WHAT TO WORK ON
A. Please translate this sentence from the Charles Angoff biography into Spanish: "In 1908, the Angoffs left Russia and settled near Boston, Massachusetts."
B. Locate every line in the entries that contains the word "arched" and copy each of those lines out in full.

SOURCE EXTRACT
────────────────

- Born: April 22, 1902 Minsk
- Died: May 3, 1979 (aged 77) New York City
- Spouse: Sara Freedman
- Children: Nancy Angoff
- Awards: Honorary Doctor of Letters (Fairleigh Dickinson University), Charles Angoff Award (The Literary Review)

Academic work
- Era: 20th Century
- Institutions: Fairleigh Dickinson University
- Main interests: English literature

= Charles Angoff =

American journalist

Charles Angoff (April 22, 1902 - May 3, 1979) was a managing editor of the American Mercury magazine as well as a professor of English of Fairleigh Dickinson University. H. L. Mencken called him "the best managing editor in America." He was also a prolific writer and editor.

==Career==

===Background===
Angoff was born on April 22, 1902, in Minsk, Russia Empire. His father was a tailor named John Jacob Angoff; his mother was named Anna Pollack. In 1908, the Angoffs left Russia and settled near Boston, Massachusetts. By age 12, he began writing poetry. He became a naturalized citizen in 1923.

He studied at Harvard University from 1919 to 1923 on a scholarship and majored in philosophy.

────────────────

RECORDED INFORMATION
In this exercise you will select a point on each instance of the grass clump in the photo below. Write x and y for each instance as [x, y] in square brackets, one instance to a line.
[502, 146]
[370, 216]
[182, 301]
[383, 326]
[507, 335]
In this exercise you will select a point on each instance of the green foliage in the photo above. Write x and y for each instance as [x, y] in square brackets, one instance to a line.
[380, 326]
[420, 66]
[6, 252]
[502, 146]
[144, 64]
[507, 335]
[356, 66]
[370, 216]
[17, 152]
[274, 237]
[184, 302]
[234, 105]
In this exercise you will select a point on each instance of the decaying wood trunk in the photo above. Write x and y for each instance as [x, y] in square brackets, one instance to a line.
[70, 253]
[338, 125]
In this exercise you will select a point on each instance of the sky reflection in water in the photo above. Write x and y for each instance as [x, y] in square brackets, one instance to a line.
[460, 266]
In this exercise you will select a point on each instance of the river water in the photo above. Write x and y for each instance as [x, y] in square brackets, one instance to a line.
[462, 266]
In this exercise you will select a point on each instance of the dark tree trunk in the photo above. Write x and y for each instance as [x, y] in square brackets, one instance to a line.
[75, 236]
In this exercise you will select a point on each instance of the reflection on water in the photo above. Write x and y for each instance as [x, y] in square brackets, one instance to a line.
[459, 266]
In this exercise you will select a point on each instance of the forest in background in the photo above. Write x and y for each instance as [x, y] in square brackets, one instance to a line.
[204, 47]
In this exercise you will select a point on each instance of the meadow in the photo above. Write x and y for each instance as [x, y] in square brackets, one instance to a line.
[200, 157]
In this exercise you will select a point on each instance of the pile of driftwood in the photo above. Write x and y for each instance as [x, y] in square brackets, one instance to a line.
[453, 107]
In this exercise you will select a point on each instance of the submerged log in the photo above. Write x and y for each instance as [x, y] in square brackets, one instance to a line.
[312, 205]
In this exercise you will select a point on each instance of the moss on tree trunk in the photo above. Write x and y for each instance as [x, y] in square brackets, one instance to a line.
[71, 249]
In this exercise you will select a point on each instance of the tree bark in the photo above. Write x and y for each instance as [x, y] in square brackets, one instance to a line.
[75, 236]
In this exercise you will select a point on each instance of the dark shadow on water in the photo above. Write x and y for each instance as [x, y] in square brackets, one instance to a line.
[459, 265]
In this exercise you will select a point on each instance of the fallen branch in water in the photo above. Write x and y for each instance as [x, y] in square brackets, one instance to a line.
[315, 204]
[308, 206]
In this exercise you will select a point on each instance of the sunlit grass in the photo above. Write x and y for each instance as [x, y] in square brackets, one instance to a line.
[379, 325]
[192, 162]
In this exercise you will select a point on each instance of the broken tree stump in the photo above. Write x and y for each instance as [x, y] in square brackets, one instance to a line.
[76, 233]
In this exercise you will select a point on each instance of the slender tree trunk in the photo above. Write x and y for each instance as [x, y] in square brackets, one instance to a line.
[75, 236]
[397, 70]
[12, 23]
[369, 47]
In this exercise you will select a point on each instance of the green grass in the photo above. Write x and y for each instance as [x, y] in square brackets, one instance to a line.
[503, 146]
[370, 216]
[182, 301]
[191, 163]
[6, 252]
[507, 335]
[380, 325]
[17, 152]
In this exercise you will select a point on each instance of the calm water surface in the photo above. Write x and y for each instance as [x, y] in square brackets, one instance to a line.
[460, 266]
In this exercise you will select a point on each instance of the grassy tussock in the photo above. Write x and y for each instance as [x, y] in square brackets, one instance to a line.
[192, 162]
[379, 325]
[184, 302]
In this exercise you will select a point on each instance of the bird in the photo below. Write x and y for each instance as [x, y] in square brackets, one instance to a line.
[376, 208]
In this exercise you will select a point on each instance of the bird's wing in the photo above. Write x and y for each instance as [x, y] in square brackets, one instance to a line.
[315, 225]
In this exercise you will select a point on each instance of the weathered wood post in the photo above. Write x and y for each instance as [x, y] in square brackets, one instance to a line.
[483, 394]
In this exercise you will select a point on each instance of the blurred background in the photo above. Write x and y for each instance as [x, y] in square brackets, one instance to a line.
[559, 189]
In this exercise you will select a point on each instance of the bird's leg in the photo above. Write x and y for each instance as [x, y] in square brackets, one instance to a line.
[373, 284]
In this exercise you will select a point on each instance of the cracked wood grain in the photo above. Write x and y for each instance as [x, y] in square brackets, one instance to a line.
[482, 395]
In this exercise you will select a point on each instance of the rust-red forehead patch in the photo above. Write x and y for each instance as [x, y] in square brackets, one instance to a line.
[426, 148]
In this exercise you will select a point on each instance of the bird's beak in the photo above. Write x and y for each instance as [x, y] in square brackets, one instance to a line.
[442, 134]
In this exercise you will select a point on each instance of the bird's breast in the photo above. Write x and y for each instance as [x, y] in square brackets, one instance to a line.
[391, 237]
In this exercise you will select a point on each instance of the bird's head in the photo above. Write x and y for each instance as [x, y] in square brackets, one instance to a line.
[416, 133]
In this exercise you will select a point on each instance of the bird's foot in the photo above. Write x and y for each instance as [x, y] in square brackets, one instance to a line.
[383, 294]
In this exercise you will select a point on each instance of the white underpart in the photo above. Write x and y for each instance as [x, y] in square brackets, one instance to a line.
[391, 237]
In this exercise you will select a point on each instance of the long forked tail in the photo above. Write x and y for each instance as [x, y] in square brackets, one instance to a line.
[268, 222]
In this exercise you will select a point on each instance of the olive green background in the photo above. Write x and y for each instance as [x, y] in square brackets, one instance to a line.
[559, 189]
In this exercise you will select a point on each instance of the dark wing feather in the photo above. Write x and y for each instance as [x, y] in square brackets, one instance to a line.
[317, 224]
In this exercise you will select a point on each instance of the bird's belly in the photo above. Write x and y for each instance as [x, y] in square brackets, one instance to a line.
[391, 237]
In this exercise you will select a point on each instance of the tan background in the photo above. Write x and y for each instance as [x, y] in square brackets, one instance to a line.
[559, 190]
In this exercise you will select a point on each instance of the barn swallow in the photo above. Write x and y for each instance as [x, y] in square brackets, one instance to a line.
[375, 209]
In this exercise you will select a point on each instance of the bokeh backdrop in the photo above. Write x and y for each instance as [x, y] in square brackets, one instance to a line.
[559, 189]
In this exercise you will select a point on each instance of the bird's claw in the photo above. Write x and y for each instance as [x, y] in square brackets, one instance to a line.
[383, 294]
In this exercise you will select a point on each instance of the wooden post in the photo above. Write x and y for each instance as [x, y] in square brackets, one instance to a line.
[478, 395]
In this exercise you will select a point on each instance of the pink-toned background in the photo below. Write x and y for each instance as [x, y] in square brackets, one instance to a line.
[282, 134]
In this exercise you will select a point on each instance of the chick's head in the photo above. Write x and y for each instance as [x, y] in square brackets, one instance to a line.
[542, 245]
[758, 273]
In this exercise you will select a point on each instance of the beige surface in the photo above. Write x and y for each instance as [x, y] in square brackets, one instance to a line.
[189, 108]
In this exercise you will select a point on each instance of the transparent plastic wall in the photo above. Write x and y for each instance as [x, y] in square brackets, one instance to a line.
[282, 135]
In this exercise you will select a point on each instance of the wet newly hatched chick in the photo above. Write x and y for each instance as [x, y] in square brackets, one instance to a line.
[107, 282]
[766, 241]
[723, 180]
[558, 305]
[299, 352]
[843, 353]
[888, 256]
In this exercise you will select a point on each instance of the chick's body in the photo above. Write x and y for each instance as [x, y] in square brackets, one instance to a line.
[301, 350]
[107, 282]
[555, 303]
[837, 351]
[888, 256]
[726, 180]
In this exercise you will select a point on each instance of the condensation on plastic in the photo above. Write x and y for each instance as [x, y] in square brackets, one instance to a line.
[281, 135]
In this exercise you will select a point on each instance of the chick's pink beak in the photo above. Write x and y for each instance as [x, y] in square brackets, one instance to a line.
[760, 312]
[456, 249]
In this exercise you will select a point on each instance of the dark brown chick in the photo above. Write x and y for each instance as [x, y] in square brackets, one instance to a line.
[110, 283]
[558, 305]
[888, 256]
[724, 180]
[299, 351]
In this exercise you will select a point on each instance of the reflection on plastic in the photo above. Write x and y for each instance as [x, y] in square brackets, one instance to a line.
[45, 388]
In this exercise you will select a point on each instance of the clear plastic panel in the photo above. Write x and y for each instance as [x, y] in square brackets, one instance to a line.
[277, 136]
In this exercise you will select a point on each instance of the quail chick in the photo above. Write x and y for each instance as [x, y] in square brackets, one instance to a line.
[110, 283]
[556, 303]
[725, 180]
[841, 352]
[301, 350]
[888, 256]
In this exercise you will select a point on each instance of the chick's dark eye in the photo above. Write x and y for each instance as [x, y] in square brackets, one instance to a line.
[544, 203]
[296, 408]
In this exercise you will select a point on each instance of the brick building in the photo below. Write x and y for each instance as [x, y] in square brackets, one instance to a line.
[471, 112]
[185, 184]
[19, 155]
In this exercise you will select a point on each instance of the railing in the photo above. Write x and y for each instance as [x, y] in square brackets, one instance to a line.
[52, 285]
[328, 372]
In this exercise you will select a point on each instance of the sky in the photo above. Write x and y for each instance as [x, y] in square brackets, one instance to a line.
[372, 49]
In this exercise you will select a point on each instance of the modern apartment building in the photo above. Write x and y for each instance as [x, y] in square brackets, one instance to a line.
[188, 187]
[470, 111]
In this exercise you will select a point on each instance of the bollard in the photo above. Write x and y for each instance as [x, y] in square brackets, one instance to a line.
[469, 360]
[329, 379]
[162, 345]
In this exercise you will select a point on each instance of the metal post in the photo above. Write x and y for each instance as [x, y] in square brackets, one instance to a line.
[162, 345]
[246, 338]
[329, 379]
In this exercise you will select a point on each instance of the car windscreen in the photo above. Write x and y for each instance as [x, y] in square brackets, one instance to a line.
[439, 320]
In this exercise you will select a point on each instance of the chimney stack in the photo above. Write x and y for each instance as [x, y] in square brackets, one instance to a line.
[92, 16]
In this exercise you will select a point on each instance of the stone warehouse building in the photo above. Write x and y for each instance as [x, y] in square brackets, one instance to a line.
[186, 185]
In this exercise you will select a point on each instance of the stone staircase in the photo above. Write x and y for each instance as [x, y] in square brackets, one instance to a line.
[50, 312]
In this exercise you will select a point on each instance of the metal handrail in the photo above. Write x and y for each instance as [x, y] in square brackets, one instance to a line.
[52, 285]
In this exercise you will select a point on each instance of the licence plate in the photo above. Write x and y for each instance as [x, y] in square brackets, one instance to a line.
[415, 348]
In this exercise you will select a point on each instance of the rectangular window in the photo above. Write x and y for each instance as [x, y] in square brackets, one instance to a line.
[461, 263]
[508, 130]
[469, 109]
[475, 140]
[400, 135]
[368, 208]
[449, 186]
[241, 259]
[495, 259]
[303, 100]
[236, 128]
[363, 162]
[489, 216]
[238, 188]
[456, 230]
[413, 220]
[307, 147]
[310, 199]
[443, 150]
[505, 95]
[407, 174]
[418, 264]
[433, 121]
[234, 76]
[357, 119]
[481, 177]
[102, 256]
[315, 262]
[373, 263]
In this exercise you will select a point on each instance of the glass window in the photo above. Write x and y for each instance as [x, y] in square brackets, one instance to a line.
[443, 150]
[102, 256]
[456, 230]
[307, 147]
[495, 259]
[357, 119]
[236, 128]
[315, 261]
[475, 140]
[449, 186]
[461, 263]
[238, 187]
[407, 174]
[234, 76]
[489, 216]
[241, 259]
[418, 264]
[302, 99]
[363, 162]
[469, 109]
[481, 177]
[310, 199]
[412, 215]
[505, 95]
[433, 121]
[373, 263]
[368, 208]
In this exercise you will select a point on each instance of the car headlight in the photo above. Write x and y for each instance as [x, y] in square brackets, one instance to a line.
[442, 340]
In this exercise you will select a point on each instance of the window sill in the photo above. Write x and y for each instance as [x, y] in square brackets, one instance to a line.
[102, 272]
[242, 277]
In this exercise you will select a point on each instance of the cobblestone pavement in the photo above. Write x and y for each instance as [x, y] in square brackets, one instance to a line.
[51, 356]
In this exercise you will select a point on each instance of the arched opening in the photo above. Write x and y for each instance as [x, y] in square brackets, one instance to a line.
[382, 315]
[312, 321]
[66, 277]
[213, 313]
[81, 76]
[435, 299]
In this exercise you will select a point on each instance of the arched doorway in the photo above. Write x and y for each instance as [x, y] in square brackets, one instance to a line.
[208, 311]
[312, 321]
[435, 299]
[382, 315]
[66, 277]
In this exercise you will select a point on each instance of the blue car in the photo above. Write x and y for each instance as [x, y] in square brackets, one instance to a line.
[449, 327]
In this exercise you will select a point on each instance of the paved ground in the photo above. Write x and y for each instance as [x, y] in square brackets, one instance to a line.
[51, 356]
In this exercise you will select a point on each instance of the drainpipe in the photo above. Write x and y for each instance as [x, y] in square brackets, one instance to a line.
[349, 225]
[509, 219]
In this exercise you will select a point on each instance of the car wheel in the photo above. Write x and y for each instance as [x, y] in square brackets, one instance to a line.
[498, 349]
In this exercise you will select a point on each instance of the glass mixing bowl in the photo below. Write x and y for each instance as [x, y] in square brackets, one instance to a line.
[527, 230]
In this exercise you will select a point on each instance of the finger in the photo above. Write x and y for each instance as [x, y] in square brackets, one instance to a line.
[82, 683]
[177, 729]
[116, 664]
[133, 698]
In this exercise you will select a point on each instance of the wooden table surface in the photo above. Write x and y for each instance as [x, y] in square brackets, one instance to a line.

────────────────

OUTPUTS FOR THE TASKS
A. En 1908, los Angoff dejaron Rusia y se establecieron cerca de Boston, Massachusetts.

B.
In this exercise you will select a point on each instance of the arched opening in the photo above. Write x and y for each instance as [x, y] in square brackets, one instance to a line.
In this exercise you will select a point on each instance of the arched doorway in the photo above. Write x and y for each instance as [x, y] in square brackets, one instance to a line.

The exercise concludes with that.